### Tareas y ejercicios
a) En el texto sobre las residencias de ancianos, ¿cuántas víctimas mortales ha causado la COVID-19 en las residencias españolas según los datos de las comunidades autónomas?
b) Prosiga el texto sobre las residencias de ancianos a partir de su última oración.

### Texto de origen
=======

A estas alturas de pandemia me atrevo a lanzar la pregunta: ¿alguien tiene dudas sobre la obligación que tiene este país de enmendar los errores que se han cometido en las residencias de ancianos durante la pandemia? A mí me parece que no. Y no hay tiempo que perder.
Las cifras están ahí y son… tremendas. El número de víctimas mortales que la COVID-19 ha dejado en las aproximadamente 5.457 residencias de ancianos españolas –entre públicas, concertadas y privadas- se sitúa en 19.440 según los datos proporcionados por las comunidades autónomas. Es brutal.
Sin embargo, pasan las semanas, nos encontramos en el desconfinamiento y en una “nueva normalidad”, se están produciendo pequeños rebrotes, pero se habla de un posible serio rebrote del virus en otoño, y uno sigue echando en falta que nuestros políticos dejen de tirarse los trastos a la cabeza y se pongan manos a la obra.

=======

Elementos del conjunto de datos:
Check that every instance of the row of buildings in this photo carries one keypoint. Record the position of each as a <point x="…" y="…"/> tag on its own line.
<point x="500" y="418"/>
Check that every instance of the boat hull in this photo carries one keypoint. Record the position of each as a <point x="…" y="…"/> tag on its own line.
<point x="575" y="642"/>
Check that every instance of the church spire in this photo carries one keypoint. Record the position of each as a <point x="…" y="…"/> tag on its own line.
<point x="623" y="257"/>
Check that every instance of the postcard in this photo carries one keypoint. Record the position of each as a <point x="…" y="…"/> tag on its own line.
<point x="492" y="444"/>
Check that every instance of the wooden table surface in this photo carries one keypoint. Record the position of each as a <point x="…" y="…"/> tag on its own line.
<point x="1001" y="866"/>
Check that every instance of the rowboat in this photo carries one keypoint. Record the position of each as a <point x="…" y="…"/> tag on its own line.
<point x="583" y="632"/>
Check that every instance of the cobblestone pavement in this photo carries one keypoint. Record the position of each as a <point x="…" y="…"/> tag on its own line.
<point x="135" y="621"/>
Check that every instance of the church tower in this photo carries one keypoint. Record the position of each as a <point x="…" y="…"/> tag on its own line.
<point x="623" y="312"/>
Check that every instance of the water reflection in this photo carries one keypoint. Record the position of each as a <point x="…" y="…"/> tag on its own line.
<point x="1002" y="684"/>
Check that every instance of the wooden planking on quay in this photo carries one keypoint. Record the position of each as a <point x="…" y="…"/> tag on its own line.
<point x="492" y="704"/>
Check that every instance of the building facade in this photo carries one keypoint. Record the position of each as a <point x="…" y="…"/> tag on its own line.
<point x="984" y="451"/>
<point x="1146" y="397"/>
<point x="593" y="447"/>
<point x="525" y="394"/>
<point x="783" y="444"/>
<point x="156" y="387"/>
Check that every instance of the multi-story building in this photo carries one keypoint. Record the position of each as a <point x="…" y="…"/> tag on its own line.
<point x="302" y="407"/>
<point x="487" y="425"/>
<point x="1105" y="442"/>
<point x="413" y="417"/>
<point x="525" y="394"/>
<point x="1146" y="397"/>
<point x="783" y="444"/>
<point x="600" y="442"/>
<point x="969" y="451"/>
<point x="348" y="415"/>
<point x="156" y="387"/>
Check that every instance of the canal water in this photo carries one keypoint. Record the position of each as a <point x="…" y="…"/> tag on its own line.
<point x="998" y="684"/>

=======

### Respuestas por tarea
a) 19.440 víctimas mortales.

b)
En este sentido hay mucho por hacer. Mucho. La vulnerabilidad demostrada por esos centros ha sido impresionante. El coronavirus hizo estragos en esos lugares sin apenas encontrar resistencia. Sólo allí donde hubo profesionales sanitarios que decidieron, por su cuenta y riesgo, blindar los recintos (en muchos casos, quedándose ellos enclaustrados dentro), se evitó una masacre.
Es preciso revisar muchas cosas, como esa figura del geriatra que decidía desde el hospital si derivaba allí o no a los enfermos más jóvenes. Habrá que exigir una dotación mínima de médicos y enfermeros en esas casas, aunque esto suponga encarecer las facturas. Será preciso idear un protocolo eficaz para este tipo de alarmas y dotar con material de protección a los profesionales.